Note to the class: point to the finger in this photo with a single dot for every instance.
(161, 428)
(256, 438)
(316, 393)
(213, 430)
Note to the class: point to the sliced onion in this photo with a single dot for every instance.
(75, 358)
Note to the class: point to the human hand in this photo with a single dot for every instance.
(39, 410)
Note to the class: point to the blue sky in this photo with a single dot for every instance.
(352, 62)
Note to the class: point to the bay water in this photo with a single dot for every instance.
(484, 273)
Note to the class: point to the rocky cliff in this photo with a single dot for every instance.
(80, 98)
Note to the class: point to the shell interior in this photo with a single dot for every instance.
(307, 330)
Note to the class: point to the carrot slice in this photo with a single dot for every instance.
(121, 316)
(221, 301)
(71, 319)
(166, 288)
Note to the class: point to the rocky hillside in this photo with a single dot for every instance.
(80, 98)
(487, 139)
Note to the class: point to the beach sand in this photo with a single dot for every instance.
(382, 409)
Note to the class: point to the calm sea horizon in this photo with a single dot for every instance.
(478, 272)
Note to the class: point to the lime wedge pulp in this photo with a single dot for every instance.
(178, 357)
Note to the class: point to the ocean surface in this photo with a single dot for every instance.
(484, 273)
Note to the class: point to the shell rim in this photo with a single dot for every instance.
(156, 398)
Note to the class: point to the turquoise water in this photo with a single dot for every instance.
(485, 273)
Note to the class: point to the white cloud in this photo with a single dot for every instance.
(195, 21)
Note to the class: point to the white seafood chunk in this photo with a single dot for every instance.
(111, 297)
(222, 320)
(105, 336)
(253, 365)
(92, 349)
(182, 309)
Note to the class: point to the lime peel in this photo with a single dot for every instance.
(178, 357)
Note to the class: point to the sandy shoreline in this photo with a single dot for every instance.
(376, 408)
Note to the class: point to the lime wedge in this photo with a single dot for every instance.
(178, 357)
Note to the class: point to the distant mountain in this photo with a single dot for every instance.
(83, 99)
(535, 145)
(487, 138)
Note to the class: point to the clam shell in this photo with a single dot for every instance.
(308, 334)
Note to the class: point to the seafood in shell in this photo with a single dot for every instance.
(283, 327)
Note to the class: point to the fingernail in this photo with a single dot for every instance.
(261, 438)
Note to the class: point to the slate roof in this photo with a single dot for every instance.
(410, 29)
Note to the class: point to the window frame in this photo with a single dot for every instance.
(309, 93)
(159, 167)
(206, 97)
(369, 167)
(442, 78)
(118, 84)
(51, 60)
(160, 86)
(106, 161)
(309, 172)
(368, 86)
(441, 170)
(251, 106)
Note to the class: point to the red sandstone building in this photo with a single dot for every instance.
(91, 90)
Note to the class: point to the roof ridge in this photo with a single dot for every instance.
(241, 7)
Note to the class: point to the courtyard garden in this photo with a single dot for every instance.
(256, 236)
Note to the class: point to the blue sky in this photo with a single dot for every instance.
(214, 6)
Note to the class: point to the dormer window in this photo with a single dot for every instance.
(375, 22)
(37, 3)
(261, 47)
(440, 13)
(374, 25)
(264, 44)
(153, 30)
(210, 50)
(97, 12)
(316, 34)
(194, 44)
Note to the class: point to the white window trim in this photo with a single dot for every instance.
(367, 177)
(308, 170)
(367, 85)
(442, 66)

+++++

### Task prompt
Copy each record from above exactly, and include every line.

### Final answer
Note to the class: point to the finger in this photo with a single dot for every instance.
(161, 428)
(256, 438)
(316, 393)
(213, 430)
Note to the class: point to the sliced onion in this photo with a single dot for every instance.
(75, 358)
Note to the class: point to the human hand in this photo with a single dot for every instance.
(39, 410)
Note to the class: point to the blue sky in this photo with a single dot for every instance.
(352, 62)
Note to the class: point to the bay water in this photo with a single dot for every instance.
(484, 273)
Note to the class: point to the rocky cliff in this photo with a single dot for every instance.
(80, 98)
Note to the class: point to the shell interior in this photo with a single dot for every instance.
(307, 330)
Note to the class: point to the carrot slice in this photo with a single dot for every instance.
(121, 316)
(221, 301)
(71, 319)
(166, 288)
Note to the class: point to the rocky hillside in this photo with a single dot for every instance.
(80, 98)
(487, 139)
Note to the class: point to the beach sand in this photo with a single dot for every instance.
(382, 409)
Note to the class: point to the calm sea horizon in this photo with a single dot for every instance.
(478, 272)
Note to the class: point to the lime wedge pulp in this photo with a single dot for every instance.
(178, 357)
Note to the class: point to the ocean surface in this photo with a single dot for every instance.
(484, 273)
Note to the class: point to the shell rim in this photo with a single dot for every instance.
(156, 398)
Note to the class: point to the turquoise water in this photo with a single dot for every instance.
(485, 273)
Note to the class: point to the white cloud in this photo with a single dot for every instance.
(195, 21)
Note to the class: point to the white seafood chunk in this photo with a single dot for every instance.
(111, 297)
(222, 320)
(105, 336)
(253, 365)
(92, 349)
(182, 309)
Note to the class: point to the lime peel in this photo with a single dot for every instance.
(178, 357)
Note to the class: point to the sandy shoreline in this photo with a single dot for every instance.
(376, 408)
Note to the class: point to the lime wedge in this photo with a single dot for every instance.
(178, 357)
Note to the class: point to the distant mountain in this photo with a single dot for every instance.
(83, 99)
(535, 145)
(487, 138)
Note to the class: point to the clam shell in this photo with a single dot for every instance.
(308, 334)
Note to the class: point to the seafood in shell in this photo with a single dot for every instance.
(283, 327)
Note to the class: point to the fingernail in this photo with a single dot for every instance.
(261, 438)
Note to the class: point to the slate roof in this photo with a single dot for every instance.
(410, 29)
Note to the class: point to the window frame in this photo with a single dot for every instance.
(309, 93)
(159, 167)
(206, 97)
(369, 167)
(442, 78)
(118, 84)
(51, 60)
(160, 86)
(106, 161)
(309, 172)
(368, 86)
(441, 170)
(251, 106)
Note to the class: point to the red sandstone building in this photo with a single dot for every instance.
(91, 90)
Note to the class: point to the roof ridge in this photo with a single dot for every instance.
(241, 7)
Note to the class: point to the courtyard garden in this photo with a single dot for every instance.
(256, 236)
Note to the class: point to the blue sky in this photo with a single dot for every instance.
(214, 6)
Note to the class: point to the dormer window in this photo with a single dot for every instance.
(375, 22)
(37, 3)
(261, 47)
(440, 13)
(374, 25)
(264, 44)
(153, 30)
(210, 50)
(97, 12)
(316, 34)
(194, 44)
Note to the class: point to the white window trim in this photo with a single dot for every instance.
(367, 177)
(308, 170)
(367, 85)
(442, 66)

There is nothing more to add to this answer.